PASSAGE TO READ —
>>>>>
And yet, in public discourse, the focus often shifts toward beautification rather than restoration.
The ancient ghats of Braj are themselves becoming disconnected relics. They are almost museum pieces separated from the living river by roads, embankments, and artificial infrastructure. In some places, concrete pathways now stand between the Yamuna and the very ghats that were historically built to embrace her waters.
This separation is not merely physical. It reflects a deeper disconnect between society and the ecological understanding of rivers.
The Yamuna is central not only to the spiritual heritage of Braj, but also to the environmental future of northern India. A dying Yamuna means collapsing groundwater levels, declining biodiversity, increasing heat stress, and worsening public health conditions for millions. The destruction of floodplains also increases vulnerability to urban flooding during extreme rainfall events.
<<<<<
TASKS TO PERFORM —
1) In the passage on the Yamuna and the ghats of Braj, what separates the ancient ghats from the living river?
2) Carry on the passage about the Yamuna and the ghats of Braj, starting after its final sentence.
The material after this passage stands apart from it.

STORED RECORDS —
>>>>>
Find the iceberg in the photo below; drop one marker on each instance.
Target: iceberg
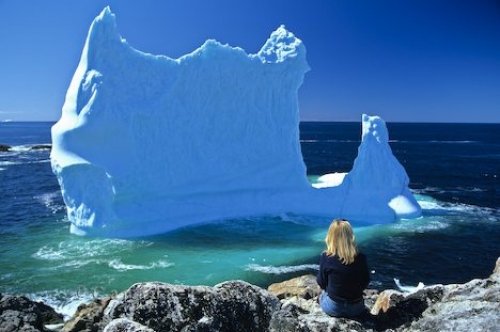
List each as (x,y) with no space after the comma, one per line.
(147,144)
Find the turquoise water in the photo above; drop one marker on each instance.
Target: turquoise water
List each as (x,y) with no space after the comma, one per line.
(454,241)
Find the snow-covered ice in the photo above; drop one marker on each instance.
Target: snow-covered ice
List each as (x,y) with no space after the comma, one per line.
(147,143)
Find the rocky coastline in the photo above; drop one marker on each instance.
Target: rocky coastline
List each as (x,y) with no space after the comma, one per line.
(288,306)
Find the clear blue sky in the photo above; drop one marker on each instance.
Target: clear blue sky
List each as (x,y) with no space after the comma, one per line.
(416,61)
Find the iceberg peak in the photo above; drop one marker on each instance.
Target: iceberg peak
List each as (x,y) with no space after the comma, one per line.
(282,45)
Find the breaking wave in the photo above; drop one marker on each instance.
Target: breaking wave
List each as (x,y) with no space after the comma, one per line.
(118,265)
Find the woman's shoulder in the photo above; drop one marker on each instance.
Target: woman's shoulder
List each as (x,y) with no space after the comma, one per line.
(360,257)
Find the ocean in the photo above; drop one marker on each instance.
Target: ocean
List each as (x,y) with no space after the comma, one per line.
(454,171)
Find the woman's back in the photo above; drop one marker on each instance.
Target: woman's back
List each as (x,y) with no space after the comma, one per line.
(341,281)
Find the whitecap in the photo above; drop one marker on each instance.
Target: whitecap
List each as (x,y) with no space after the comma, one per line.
(269,269)
(408,289)
(47,253)
(118,265)
(64,302)
(49,200)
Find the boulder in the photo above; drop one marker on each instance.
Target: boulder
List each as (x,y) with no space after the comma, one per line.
(394,309)
(126,325)
(473,306)
(304,286)
(88,317)
(230,306)
(18,313)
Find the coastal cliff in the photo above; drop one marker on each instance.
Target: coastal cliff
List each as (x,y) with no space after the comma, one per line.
(288,306)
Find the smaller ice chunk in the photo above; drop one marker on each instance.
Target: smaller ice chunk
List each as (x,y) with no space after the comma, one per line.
(377,186)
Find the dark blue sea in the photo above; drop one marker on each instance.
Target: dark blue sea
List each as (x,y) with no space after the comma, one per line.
(454,171)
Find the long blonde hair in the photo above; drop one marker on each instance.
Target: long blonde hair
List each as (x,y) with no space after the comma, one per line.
(340,241)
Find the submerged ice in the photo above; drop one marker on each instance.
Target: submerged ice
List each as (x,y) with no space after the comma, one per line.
(146,144)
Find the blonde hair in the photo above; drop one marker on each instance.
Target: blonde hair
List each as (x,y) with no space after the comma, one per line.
(340,241)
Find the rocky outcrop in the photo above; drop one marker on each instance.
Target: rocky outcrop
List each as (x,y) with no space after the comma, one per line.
(474,306)
(18,313)
(88,317)
(304,287)
(239,306)
(230,306)
(126,325)
(4,148)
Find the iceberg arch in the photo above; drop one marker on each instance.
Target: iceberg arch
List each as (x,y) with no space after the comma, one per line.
(146,144)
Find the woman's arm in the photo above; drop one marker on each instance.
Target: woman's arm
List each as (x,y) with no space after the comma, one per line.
(322,278)
(365,273)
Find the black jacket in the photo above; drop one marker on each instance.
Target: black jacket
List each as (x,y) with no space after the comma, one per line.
(343,282)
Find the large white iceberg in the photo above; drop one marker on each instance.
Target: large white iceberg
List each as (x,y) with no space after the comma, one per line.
(147,143)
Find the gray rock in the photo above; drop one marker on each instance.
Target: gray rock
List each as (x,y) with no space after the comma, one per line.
(473,306)
(230,306)
(126,325)
(88,317)
(18,313)
(303,286)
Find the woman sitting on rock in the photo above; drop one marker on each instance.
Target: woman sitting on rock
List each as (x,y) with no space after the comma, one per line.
(343,273)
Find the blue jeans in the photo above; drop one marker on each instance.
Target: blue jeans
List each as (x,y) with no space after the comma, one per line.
(340,308)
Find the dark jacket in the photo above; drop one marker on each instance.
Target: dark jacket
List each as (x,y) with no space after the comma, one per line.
(343,282)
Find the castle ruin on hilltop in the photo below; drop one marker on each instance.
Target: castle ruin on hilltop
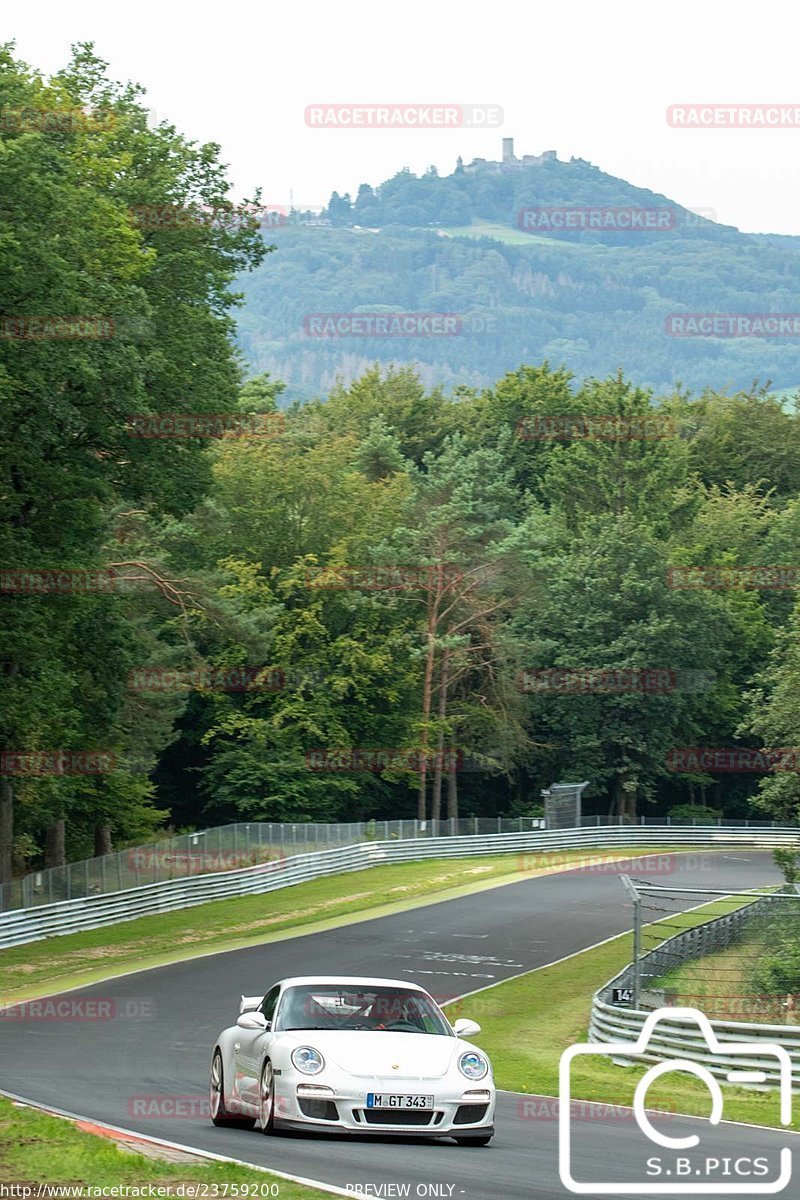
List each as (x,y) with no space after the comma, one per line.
(509,161)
<<<<<
RESULTS FOR EACH TASK —
1) Roads, embankments, and artificial infrastructure separate them from the river.

2)
Perhaps the greatest tragedy is that the river is still spoken of with reverence while being treated with neglect.
Devotees continue to offer prayers to the Yamuna every evening, but prayer alone cannot heal a river being choked by sewage, encroachment, and unchecked construction. If the Yamuna is truly sacred, then protecting her ecology must become a sacred responsibility too.
The cry of the Yamuna is not just the cry of a polluted river. It is the cry of a civilization forgetting how to live with nature.